◆ **TASK OBJECTIVE**
Quote word for word the stretch of the data below from the line containing "Annotation task: tag one point per instance of the cut" through the end of the data.

(Records from a dataset)
━━━━━━━━
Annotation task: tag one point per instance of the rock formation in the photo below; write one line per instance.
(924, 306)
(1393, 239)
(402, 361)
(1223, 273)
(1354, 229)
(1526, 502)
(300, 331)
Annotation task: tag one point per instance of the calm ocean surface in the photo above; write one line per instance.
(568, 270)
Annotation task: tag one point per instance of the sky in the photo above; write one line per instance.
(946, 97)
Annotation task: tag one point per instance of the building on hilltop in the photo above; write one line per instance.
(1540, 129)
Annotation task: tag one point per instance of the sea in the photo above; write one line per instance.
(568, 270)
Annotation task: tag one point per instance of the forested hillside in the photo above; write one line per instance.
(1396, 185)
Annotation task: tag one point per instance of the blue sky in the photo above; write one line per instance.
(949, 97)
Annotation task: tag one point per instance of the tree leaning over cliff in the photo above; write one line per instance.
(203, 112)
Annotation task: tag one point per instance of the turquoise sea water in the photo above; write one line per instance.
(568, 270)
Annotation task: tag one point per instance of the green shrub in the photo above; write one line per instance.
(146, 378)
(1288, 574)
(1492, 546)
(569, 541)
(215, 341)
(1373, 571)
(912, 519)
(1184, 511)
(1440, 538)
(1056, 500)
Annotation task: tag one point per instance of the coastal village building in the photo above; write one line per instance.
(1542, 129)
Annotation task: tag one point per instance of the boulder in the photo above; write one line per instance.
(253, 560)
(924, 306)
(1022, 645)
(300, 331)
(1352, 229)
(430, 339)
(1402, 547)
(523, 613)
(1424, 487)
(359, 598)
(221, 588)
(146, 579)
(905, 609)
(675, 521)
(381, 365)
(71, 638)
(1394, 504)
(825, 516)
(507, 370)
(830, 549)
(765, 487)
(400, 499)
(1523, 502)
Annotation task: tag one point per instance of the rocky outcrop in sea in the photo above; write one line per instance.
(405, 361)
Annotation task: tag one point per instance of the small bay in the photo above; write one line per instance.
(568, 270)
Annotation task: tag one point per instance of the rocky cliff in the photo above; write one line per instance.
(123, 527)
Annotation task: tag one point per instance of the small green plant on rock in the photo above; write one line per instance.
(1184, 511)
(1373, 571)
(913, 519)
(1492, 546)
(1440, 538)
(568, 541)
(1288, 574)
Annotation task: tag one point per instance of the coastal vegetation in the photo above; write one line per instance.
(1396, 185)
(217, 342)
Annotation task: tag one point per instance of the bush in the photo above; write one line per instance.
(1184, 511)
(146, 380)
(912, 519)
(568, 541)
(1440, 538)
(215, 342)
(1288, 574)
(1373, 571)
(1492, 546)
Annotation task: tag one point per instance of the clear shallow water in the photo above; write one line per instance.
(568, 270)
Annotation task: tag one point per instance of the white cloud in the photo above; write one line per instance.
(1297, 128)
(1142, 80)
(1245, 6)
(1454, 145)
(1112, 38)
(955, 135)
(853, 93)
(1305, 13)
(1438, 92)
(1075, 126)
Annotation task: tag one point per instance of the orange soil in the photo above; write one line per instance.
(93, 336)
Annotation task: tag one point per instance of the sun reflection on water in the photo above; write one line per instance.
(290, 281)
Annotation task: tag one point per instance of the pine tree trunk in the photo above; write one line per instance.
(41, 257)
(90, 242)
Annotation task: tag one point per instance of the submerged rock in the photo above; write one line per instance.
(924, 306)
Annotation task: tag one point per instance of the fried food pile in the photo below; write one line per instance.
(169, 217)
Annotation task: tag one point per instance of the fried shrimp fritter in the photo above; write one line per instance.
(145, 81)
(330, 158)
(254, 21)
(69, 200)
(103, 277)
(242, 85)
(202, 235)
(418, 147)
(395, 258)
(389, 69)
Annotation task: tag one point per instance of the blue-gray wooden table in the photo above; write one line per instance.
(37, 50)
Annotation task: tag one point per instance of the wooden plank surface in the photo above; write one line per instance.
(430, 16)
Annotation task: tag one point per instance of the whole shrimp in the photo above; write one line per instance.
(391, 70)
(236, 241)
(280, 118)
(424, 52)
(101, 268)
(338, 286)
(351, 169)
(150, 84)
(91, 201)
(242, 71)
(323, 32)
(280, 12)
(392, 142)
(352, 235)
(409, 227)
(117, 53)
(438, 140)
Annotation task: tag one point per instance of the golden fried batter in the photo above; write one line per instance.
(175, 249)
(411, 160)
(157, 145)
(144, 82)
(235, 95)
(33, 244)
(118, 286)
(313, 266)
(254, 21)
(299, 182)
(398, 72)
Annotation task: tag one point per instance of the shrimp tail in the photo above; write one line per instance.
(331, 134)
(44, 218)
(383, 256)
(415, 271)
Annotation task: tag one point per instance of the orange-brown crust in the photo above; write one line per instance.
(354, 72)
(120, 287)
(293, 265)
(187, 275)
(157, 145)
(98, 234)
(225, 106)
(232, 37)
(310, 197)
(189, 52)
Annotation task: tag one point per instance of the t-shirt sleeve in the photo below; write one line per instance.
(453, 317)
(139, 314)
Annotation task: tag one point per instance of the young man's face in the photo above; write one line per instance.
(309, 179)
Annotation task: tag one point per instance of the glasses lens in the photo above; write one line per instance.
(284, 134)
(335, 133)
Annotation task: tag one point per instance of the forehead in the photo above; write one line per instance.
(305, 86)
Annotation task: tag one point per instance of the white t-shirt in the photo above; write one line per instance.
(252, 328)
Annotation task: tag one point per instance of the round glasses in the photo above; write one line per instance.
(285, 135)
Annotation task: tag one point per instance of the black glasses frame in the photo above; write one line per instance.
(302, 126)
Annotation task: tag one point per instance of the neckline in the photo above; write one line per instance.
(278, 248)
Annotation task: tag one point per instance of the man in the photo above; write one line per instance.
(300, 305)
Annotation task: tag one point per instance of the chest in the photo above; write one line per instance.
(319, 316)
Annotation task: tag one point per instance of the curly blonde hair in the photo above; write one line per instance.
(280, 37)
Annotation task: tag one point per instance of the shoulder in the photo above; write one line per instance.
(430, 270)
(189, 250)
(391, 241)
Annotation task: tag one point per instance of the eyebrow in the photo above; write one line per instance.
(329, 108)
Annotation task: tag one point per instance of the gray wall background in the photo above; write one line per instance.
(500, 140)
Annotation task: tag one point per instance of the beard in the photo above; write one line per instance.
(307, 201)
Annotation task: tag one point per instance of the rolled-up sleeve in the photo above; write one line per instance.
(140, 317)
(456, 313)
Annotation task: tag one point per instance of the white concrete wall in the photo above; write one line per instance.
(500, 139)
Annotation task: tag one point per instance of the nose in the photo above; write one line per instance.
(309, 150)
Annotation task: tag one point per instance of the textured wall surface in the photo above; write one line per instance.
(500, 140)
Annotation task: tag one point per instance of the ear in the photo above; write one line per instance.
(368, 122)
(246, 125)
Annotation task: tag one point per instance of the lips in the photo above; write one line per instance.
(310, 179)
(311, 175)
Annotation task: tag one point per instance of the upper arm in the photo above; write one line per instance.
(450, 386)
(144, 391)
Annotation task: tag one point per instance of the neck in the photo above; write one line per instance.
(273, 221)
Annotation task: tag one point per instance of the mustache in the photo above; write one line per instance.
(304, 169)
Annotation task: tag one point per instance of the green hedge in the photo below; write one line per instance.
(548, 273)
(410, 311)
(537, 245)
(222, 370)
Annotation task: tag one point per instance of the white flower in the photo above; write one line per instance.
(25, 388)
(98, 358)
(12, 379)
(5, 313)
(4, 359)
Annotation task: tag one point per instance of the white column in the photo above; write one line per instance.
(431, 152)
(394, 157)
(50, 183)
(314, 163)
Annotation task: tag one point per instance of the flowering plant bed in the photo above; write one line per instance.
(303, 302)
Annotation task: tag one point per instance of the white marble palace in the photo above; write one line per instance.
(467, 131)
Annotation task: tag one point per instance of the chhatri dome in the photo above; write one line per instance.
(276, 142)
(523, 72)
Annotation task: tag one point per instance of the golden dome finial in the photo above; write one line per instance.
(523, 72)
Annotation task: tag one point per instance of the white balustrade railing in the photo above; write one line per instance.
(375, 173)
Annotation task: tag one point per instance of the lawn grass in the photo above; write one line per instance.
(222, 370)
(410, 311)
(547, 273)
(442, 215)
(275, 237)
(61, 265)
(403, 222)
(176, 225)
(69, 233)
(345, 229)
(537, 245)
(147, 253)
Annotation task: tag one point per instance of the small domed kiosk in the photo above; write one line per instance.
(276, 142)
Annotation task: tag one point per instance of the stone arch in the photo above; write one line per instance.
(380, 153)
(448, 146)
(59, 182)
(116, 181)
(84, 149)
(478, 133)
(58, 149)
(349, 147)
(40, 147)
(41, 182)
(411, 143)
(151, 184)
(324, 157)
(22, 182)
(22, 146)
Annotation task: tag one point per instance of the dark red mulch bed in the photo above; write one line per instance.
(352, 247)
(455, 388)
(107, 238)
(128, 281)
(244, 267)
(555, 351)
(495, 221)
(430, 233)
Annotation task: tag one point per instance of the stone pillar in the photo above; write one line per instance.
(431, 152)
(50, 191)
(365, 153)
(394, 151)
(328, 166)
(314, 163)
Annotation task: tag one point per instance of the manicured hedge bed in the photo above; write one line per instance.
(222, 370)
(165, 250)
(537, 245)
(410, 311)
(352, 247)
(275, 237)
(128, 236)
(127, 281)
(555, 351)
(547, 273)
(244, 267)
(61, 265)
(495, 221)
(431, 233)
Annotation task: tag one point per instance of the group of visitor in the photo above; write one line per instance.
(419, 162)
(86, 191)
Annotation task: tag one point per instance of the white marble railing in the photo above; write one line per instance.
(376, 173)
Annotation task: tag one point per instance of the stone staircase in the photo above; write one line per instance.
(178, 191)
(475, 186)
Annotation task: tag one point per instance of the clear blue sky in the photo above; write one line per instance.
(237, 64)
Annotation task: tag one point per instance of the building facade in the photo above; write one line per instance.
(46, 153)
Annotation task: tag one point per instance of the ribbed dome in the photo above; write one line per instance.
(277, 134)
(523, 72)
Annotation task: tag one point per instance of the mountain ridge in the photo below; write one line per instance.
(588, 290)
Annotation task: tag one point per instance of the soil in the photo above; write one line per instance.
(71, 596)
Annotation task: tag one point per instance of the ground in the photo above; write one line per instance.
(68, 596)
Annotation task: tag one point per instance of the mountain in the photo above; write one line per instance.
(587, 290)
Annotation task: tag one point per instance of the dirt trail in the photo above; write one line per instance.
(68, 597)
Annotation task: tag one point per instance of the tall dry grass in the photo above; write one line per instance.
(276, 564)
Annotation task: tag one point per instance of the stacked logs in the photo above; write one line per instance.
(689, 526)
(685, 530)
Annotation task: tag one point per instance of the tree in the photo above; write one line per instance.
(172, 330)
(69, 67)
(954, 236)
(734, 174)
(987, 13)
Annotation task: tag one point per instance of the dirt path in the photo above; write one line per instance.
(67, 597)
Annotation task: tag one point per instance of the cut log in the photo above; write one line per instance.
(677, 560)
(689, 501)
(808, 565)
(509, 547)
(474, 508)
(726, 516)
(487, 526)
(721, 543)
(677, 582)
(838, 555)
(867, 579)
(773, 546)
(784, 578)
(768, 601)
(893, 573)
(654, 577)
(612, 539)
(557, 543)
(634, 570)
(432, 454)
━━━━━━━━
◆ **TASK RESPONSE**
Annotation task: tag one point per instance of the cut log in the photo above; write one line per instance.
(677, 560)
(689, 501)
(808, 565)
(509, 547)
(474, 508)
(726, 516)
(487, 526)
(721, 543)
(677, 582)
(838, 555)
(867, 579)
(773, 546)
(784, 578)
(768, 601)
(893, 573)
(654, 577)
(612, 539)
(557, 543)
(634, 570)
(432, 454)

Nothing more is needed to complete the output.